Passage provided
▶

Optimisation as service: For organizations with a significant investment in their own fibre optic network capacity, OCS can provide a network throughput maximization service as a service provider and will operate and manage the its optimisation-layer technology on behalf of the customer though, in this case, over fibre-optic wavelength capacity provided by the customer.
Even after more than a decade of packet traffic driven network technology and service offering development, and while most of the network traffic already is packet based i.e. inherently of variable bandwidth nature, it is strange but true that the variable bandwidth packet traffic is still being delivered over fixed-bandwidth physical layer network connections, regardless of the protocols used. These planning and technology deficiencies unavoidable lead to a high level of structural inefficiency because a high percentage of costly bandwidth remains unused for most of the time. This wasted bandwidth is called Stranded Bandwidth and can be found in any network even if is an all IP network or the strategically ‘ideal’ Next Generation Network (NGN) and represents money down the drain for most operators. (Picture credit: ISOC)
So what are the technology innovations that lie behind these service offerings?
OCS uses its patented technology as a principal embedded component in its wholesale and optimisation services so OCS does not sell technology as such. However, it is worthwhile looking at how OCS achieves such significant network efficiency improvements.
OCS’ approach was to go back to basics and realise that the root cause for the ever-increasing complexity of traffic management at packet layers is the need to try to mitigate the impacts of structural inefficiency originating from the use of non-variable bit-rate layer-1 connections for delivering variable bandwidth packet-switched services.
Instead of continuing down the path of increasing complexity via various packet-layer (i.e. layer 2 and above) network micro-management techniques, a more elegant and more sustainable, architectural solution could be achieved by delivering a self-optimising layer-1, to achieve all the efficiencies there are to gain with packet-switching, while at the same time providing per-customer-dedicated connectivity that is deterministic with high QoS and security. Specifically, if the most modern existing layer-1 standard, SDH, could be enhanced through the addition of real-time dynamic bandwidth allocation driven by the real-time traffic requirements between each access port of a network, then it would be possible to achieve a number of benefits, one of which is to eradicate stranded bandwidth. OCS calls this concept Adaptive-Mesh networking, implemented as OCS’ Intelligent Transport Network™ (ITN) technology.

◀

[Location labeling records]
▶

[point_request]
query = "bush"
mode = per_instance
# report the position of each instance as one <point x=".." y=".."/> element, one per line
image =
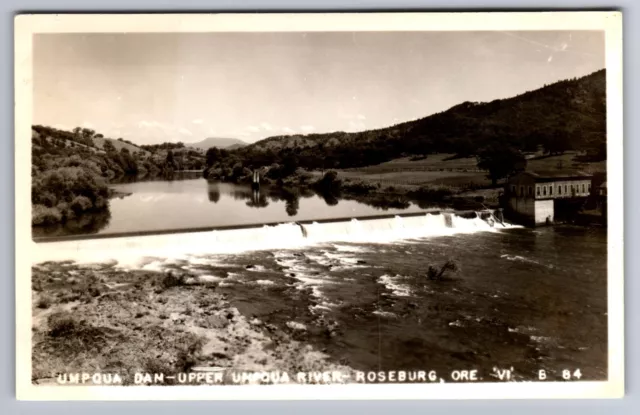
<point x="62" y="324"/>
<point x="171" y="280"/>
<point x="42" y="215"/>
<point x="81" y="204"/>
<point x="329" y="181"/>
<point x="43" y="302"/>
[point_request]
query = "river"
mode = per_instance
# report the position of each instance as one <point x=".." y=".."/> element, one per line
<point x="530" y="299"/>
<point x="148" y="206"/>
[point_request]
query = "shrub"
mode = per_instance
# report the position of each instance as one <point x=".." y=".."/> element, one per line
<point x="62" y="324"/>
<point x="42" y="215"/>
<point x="329" y="181"/>
<point x="171" y="280"/>
<point x="80" y="204"/>
<point x="43" y="302"/>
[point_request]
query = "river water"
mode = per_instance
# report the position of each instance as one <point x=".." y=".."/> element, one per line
<point x="196" y="203"/>
<point x="530" y="299"/>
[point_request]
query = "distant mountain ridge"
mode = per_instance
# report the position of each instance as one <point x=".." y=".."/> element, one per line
<point x="572" y="111"/>
<point x="219" y="142"/>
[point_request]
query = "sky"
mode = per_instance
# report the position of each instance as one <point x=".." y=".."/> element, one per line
<point x="151" y="88"/>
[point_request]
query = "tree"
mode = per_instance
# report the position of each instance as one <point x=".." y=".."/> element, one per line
<point x="213" y="156"/>
<point x="170" y="161"/>
<point x="109" y="147"/>
<point x="500" y="161"/>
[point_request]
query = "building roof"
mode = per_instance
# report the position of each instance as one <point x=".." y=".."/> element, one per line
<point x="559" y="174"/>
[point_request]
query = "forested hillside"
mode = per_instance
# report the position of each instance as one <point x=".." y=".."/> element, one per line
<point x="566" y="115"/>
<point x="71" y="170"/>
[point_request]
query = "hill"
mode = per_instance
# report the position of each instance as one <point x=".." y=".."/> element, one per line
<point x="566" y="115"/>
<point x="118" y="144"/>
<point x="219" y="142"/>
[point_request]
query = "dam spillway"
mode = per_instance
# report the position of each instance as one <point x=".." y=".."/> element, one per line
<point x="128" y="250"/>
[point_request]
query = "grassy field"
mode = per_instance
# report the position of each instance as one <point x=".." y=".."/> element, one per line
<point x="461" y="173"/>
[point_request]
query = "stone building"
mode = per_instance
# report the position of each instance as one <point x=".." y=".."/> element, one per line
<point x="535" y="197"/>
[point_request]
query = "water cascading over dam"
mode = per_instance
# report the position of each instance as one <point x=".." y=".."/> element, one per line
<point x="131" y="249"/>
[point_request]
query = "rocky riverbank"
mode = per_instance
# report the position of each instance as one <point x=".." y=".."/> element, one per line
<point x="95" y="318"/>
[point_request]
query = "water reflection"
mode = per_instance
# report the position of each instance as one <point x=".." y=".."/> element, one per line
<point x="185" y="204"/>
<point x="87" y="223"/>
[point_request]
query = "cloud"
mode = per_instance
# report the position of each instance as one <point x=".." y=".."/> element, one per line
<point x="151" y="124"/>
<point x="184" y="131"/>
<point x="356" y="126"/>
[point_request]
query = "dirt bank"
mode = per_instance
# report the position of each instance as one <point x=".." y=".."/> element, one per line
<point x="98" y="319"/>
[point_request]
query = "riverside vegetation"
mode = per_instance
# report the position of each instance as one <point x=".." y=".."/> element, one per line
<point x="457" y="157"/>
<point x="71" y="170"/>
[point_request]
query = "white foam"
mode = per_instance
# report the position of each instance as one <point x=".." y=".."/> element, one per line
<point x="393" y="285"/>
<point x="129" y="252"/>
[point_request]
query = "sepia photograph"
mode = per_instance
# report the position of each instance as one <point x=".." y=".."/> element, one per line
<point x="263" y="202"/>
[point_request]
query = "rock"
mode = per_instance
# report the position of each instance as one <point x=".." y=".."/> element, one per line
<point x="296" y="326"/>
<point x="216" y="322"/>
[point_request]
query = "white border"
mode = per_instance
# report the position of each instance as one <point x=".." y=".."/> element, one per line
<point x="610" y="22"/>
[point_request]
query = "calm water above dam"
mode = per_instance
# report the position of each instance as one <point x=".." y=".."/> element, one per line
<point x="196" y="203"/>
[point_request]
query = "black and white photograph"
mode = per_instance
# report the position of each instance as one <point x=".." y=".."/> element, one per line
<point x="317" y="205"/>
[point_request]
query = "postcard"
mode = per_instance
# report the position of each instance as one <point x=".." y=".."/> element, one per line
<point x="319" y="206"/>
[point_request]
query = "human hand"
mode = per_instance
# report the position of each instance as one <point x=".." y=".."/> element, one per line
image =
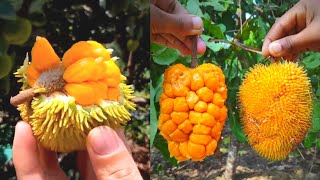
<point x="107" y="157"/>
<point x="172" y="26"/>
<point x="295" y="32"/>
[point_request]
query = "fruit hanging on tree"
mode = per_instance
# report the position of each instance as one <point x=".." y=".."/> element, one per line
<point x="276" y="108"/>
<point x="192" y="110"/>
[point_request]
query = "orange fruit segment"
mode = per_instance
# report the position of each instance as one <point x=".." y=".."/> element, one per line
<point x="192" y="110"/>
<point x="43" y="55"/>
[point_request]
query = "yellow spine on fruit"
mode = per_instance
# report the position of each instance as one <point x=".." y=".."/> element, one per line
<point x="276" y="108"/>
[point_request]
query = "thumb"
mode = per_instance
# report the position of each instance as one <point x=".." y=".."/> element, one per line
<point x="179" y="24"/>
<point x="109" y="157"/>
<point x="306" y="40"/>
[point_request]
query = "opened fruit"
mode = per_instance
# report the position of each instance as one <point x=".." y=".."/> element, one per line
<point x="192" y="110"/>
<point x="64" y="100"/>
<point x="276" y="108"/>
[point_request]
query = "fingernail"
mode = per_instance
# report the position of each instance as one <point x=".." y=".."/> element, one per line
<point x="275" y="48"/>
<point x="103" y="140"/>
<point x="197" y="22"/>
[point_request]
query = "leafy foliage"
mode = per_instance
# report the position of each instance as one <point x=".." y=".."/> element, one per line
<point x="226" y="24"/>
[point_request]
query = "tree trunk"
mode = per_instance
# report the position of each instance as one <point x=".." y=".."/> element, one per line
<point x="231" y="165"/>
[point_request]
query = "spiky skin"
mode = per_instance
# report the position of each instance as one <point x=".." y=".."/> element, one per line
<point x="61" y="117"/>
<point x="192" y="110"/>
<point x="276" y="108"/>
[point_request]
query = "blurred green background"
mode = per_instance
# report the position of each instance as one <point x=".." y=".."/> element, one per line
<point x="123" y="26"/>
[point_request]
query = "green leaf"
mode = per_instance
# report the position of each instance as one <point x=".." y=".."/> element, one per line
<point x="193" y="7"/>
<point x="212" y="45"/>
<point x="316" y="115"/>
<point x="309" y="139"/>
<point x="36" y="6"/>
<point x="5" y="65"/>
<point x="218" y="5"/>
<point x="163" y="55"/>
<point x="213" y="29"/>
<point x="132" y="45"/>
<point x="7" y="11"/>
<point x="4" y="86"/>
<point x="161" y="144"/>
<point x="18" y="31"/>
<point x="318" y="92"/>
<point x="3" y="45"/>
<point x="318" y="143"/>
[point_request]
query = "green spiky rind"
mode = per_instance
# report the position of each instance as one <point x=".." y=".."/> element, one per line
<point x="21" y="73"/>
<point x="62" y="125"/>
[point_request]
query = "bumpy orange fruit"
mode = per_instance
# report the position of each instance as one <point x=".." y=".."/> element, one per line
<point x="192" y="110"/>
<point x="276" y="108"/>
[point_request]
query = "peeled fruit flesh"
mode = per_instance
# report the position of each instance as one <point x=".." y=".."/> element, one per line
<point x="70" y="97"/>
<point x="192" y="111"/>
<point x="276" y="108"/>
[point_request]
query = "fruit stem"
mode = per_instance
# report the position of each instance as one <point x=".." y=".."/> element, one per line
<point x="194" y="60"/>
<point x="22" y="97"/>
<point x="235" y="43"/>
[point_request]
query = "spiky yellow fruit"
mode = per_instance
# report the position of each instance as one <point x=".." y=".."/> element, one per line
<point x="276" y="108"/>
<point x="192" y="110"/>
<point x="72" y="96"/>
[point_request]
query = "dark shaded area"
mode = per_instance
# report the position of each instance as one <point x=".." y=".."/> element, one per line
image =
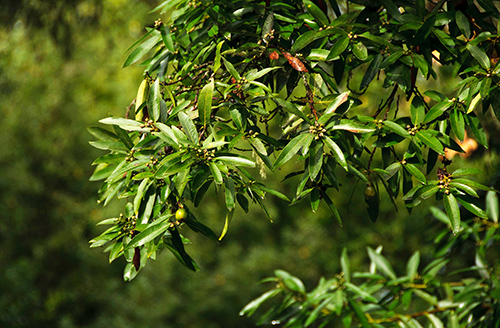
<point x="59" y="73"/>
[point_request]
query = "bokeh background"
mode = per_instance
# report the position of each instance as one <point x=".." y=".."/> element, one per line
<point x="60" y="72"/>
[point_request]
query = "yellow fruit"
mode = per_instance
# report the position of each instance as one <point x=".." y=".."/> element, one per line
<point x="370" y="192"/>
<point x="181" y="214"/>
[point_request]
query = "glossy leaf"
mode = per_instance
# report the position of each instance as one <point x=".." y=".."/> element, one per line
<point x="205" y="103"/>
<point x="290" y="150"/>
<point x="451" y="207"/>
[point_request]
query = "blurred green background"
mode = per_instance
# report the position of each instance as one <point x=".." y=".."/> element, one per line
<point x="60" y="72"/>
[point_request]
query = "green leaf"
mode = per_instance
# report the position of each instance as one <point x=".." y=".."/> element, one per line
<point x="357" y="173"/>
<point x="291" y="108"/>
<point x="414" y="171"/>
<point x="339" y="47"/>
<point x="215" y="172"/>
<point x="218" y="56"/>
<point x="315" y="159"/>
<point x="268" y="25"/>
<point x="359" y="50"/>
<point x="436" y="111"/>
<point x="466" y="171"/>
<point x="392" y="9"/>
<point x="205" y="103"/>
<point x="154" y="101"/>
<point x="236" y="160"/>
<point x="303" y="40"/>
<point x="339" y="100"/>
<point x="337" y="152"/>
<point x="412" y="265"/>
<point x="345" y="265"/>
<point x="290" y="150"/>
<point x="436" y="322"/>
<point x="332" y="207"/>
<point x="142" y="49"/>
<point x="189" y="128"/>
<point x="254" y="75"/>
<point x="167" y="38"/>
<point x="458" y="124"/>
<point x="371" y="72"/>
<point x="124" y="137"/>
<point x="431" y="299"/>
<point x="479" y="55"/>
<point x="382" y="264"/>
<point x="317" y="13"/>
<point x="350" y="126"/>
<point x="451" y="207"/>
<point x="463" y="23"/>
<point x="150" y="233"/>
<point x="291" y="282"/>
<point x="473" y="104"/>
<point x="271" y="191"/>
<point x="227" y="222"/>
<point x="141" y="190"/>
<point x="396" y="128"/>
<point x="425" y="30"/>
<point x="102" y="134"/>
<point x="126" y="124"/>
<point x="234" y="73"/>
<point x="176" y="246"/>
<point x="492" y="205"/>
<point x="469" y="204"/>
<point x="422" y="193"/>
<point x="360" y="292"/>
<point x="197" y="226"/>
<point x="359" y="313"/>
<point x="251" y="307"/>
<point x="429" y="140"/>
<point x="417" y="110"/>
<point x="229" y="192"/>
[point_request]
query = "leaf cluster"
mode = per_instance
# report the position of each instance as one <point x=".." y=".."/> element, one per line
<point x="236" y="88"/>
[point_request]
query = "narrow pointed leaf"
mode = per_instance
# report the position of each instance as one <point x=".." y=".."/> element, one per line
<point x="205" y="103"/>
<point x="451" y="207"/>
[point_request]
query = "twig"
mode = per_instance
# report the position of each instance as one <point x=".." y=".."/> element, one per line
<point x="129" y="107"/>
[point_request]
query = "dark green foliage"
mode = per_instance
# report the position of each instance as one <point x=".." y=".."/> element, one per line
<point x="212" y="92"/>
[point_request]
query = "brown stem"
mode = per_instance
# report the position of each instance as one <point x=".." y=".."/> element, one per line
<point x="129" y="107"/>
<point x="310" y="96"/>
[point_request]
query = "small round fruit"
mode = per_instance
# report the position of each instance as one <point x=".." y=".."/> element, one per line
<point x="370" y="192"/>
<point x="181" y="214"/>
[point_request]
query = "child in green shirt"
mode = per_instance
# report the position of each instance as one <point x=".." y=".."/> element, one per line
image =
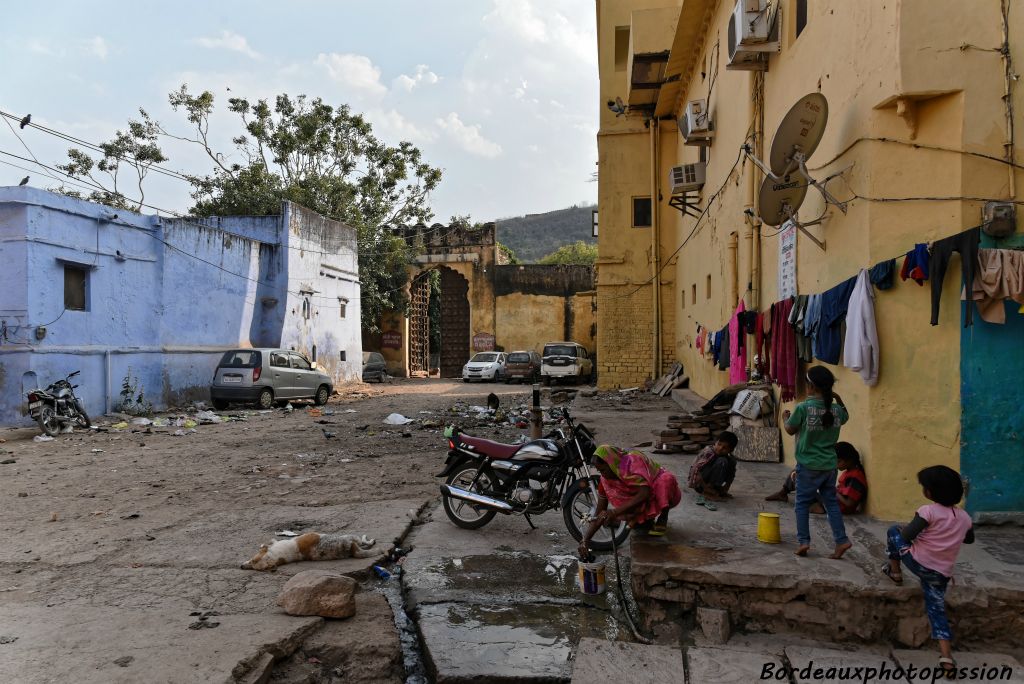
<point x="816" y="421"/>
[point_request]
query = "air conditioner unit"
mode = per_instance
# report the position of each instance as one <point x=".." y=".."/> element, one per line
<point x="695" y="125"/>
<point x="752" y="33"/>
<point x="687" y="177"/>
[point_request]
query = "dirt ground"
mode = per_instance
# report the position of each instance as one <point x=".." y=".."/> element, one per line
<point x="116" y="537"/>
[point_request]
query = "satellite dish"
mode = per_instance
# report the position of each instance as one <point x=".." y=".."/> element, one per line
<point x="800" y="131"/>
<point x="779" y="199"/>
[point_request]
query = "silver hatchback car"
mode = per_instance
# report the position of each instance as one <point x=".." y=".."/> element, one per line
<point x="264" y="377"/>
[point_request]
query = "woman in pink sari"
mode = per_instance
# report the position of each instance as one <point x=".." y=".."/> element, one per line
<point x="633" y="488"/>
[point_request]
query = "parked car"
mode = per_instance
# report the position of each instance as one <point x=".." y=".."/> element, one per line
<point x="522" y="366"/>
<point x="484" y="366"/>
<point x="264" y="377"/>
<point x="374" y="367"/>
<point x="565" y="360"/>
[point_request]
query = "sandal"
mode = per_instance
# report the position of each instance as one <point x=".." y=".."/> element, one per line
<point x="897" y="578"/>
<point x="948" y="667"/>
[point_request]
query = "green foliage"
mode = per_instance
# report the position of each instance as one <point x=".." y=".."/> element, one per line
<point x="304" y="151"/>
<point x="535" y="236"/>
<point x="578" y="253"/>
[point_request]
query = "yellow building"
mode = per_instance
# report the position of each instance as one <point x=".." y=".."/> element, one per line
<point x="922" y="104"/>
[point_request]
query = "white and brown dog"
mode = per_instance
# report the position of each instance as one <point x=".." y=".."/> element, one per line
<point x="310" y="546"/>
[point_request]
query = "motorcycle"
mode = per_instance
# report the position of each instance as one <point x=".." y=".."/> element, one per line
<point x="56" y="405"/>
<point x="483" y="478"/>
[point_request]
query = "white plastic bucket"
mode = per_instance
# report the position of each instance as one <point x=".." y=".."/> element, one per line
<point x="592" y="578"/>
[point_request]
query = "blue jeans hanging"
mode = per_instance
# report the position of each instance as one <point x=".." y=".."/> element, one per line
<point x="811" y="484"/>
<point x="932" y="583"/>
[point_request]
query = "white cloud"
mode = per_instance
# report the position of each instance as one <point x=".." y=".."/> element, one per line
<point x="228" y="40"/>
<point x="422" y="76"/>
<point x="354" y="71"/>
<point x="97" y="47"/>
<point x="468" y="136"/>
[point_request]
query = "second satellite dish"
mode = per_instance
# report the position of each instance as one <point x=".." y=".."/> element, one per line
<point x="801" y="131"/>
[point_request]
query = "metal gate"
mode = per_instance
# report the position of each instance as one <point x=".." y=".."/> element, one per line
<point x="419" y="326"/>
<point x="455" y="323"/>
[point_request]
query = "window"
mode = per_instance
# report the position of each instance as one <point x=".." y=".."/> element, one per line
<point x="641" y="212"/>
<point x="76" y="284"/>
<point x="801" y="7"/>
<point x="622" y="47"/>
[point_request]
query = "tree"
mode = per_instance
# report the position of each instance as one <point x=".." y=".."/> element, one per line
<point x="322" y="157"/>
<point x="579" y="253"/>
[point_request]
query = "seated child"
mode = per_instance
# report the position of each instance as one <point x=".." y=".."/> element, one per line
<point x="713" y="471"/>
<point x="851" y="489"/>
<point x="928" y="548"/>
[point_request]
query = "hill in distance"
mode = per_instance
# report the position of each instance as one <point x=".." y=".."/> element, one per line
<point x="536" y="236"/>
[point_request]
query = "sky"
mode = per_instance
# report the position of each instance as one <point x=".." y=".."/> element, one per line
<point x="501" y="94"/>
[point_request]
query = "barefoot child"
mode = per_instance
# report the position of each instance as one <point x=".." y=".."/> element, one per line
<point x="713" y="471"/>
<point x="928" y="547"/>
<point x="817" y="420"/>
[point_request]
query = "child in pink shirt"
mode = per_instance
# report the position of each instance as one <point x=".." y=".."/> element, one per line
<point x="928" y="547"/>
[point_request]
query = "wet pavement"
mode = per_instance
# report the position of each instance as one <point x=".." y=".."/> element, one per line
<point x="502" y="602"/>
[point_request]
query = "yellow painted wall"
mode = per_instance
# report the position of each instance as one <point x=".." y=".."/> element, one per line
<point x="863" y="57"/>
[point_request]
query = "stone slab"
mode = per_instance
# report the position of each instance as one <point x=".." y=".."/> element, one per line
<point x="826" y="665"/>
<point x="980" y="667"/>
<point x="725" y="666"/>
<point x="600" y="660"/>
<point x="82" y="644"/>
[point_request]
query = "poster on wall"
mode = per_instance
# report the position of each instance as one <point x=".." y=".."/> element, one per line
<point x="483" y="342"/>
<point x="787" y="261"/>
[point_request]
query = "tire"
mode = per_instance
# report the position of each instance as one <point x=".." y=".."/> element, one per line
<point x="48" y="422"/>
<point x="579" y="503"/>
<point x="463" y="513"/>
<point x="265" y="399"/>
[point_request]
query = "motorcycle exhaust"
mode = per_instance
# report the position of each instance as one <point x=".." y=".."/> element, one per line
<point x="473" y="498"/>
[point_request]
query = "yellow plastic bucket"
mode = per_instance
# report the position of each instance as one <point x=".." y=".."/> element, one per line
<point x="592" y="579"/>
<point x="768" y="528"/>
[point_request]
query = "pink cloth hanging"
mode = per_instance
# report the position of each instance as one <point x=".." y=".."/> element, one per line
<point x="737" y="350"/>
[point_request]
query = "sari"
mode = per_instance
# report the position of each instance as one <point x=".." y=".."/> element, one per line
<point x="634" y="470"/>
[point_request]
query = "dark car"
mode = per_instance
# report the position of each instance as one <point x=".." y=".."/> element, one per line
<point x="522" y="367"/>
<point x="374" y="367"/>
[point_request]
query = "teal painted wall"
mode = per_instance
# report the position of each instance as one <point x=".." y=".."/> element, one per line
<point x="992" y="422"/>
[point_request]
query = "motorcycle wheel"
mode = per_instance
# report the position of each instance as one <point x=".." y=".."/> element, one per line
<point x="579" y="504"/>
<point x="48" y="422"/>
<point x="463" y="513"/>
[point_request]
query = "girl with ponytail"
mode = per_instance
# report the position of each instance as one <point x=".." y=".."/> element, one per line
<point x="816" y="421"/>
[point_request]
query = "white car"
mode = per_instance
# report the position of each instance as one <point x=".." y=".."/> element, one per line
<point x="484" y="366"/>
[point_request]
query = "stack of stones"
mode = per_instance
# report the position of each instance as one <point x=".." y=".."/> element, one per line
<point x="690" y="433"/>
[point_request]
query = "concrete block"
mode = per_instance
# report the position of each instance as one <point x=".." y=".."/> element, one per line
<point x="715" y="624"/>
<point x="599" y="660"/>
<point x="724" y="666"/>
<point x="980" y="667"/>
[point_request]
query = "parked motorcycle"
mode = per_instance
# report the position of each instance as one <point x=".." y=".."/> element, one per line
<point x="56" y="407"/>
<point x="485" y="477"/>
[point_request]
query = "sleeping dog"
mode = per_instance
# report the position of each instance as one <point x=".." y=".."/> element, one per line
<point x="310" y="546"/>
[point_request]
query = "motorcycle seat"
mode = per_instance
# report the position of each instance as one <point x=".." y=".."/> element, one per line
<point x="493" y="449"/>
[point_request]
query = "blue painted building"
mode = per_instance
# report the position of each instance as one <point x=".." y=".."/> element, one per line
<point x="115" y="293"/>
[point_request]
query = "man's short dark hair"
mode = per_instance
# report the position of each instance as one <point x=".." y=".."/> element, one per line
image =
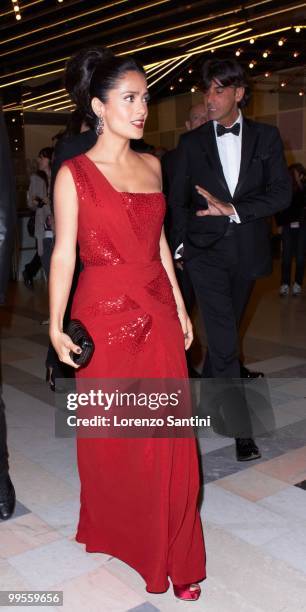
<point x="227" y="72"/>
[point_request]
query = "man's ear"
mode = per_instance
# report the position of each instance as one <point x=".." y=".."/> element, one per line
<point x="239" y="93"/>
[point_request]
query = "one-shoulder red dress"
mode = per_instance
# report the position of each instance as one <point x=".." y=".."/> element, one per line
<point x="138" y="496"/>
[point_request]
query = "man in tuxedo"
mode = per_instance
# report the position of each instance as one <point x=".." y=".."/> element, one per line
<point x="7" y="222"/>
<point x="230" y="177"/>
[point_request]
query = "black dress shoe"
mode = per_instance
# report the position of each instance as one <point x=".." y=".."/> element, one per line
<point x="7" y="498"/>
<point x="246" y="449"/>
<point x="246" y="373"/>
<point x="28" y="281"/>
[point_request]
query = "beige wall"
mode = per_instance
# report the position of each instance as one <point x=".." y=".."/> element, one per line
<point x="284" y="108"/>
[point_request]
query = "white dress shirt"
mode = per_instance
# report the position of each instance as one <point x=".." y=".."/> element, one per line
<point x="229" y="149"/>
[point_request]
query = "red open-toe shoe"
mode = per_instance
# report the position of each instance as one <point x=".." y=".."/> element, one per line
<point x="185" y="592"/>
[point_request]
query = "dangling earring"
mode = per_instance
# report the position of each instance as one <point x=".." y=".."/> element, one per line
<point x="100" y="126"/>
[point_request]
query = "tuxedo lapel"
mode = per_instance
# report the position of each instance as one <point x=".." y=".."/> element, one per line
<point x="249" y="141"/>
<point x="209" y="146"/>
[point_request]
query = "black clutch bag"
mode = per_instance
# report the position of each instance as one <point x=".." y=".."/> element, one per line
<point x="80" y="336"/>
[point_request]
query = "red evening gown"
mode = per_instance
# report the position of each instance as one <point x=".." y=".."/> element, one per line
<point x="138" y="496"/>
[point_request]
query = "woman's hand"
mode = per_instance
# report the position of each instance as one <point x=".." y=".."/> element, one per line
<point x="63" y="345"/>
<point x="186" y="327"/>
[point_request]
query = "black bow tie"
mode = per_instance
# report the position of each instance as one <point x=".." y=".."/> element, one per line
<point x="221" y="130"/>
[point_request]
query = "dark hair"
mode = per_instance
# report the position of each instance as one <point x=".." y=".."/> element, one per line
<point x="227" y="72"/>
<point x="92" y="73"/>
<point x="46" y="152"/>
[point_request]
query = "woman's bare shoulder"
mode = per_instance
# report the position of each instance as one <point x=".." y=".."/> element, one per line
<point x="152" y="162"/>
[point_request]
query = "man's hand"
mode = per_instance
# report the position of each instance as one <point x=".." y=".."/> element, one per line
<point x="215" y="208"/>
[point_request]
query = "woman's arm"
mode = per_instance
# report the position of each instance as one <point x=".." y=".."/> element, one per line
<point x="63" y="262"/>
<point x="166" y="258"/>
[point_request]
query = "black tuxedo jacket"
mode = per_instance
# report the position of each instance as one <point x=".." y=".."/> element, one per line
<point x="263" y="188"/>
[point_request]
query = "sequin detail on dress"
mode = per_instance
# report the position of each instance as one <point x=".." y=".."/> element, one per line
<point x="139" y="207"/>
<point x="84" y="185"/>
<point x="160" y="289"/>
<point x="98" y="249"/>
<point x="133" y="335"/>
<point x="110" y="306"/>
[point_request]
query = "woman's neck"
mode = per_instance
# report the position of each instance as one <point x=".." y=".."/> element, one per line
<point x="110" y="149"/>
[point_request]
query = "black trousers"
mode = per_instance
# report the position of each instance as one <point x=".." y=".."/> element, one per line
<point x="3" y="445"/>
<point x="222" y="288"/>
<point x="294" y="245"/>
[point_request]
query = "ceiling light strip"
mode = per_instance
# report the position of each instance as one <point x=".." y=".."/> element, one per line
<point x="170" y="70"/>
<point x="79" y="29"/>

◀

Stated task
Rename "technology" to "systems" in the network optimization text from "OCS uses its" up to and including "network efficiency improvements.", and write out that stretch. Rely only on the network optimization text.

Reply
OCS uses its patented systems as a principal embedded component in its wholesale and optimisation services so OCS does not sell systems as such. However, it is worthwhile looking at how OCS achieves such significant network efficiency improvements.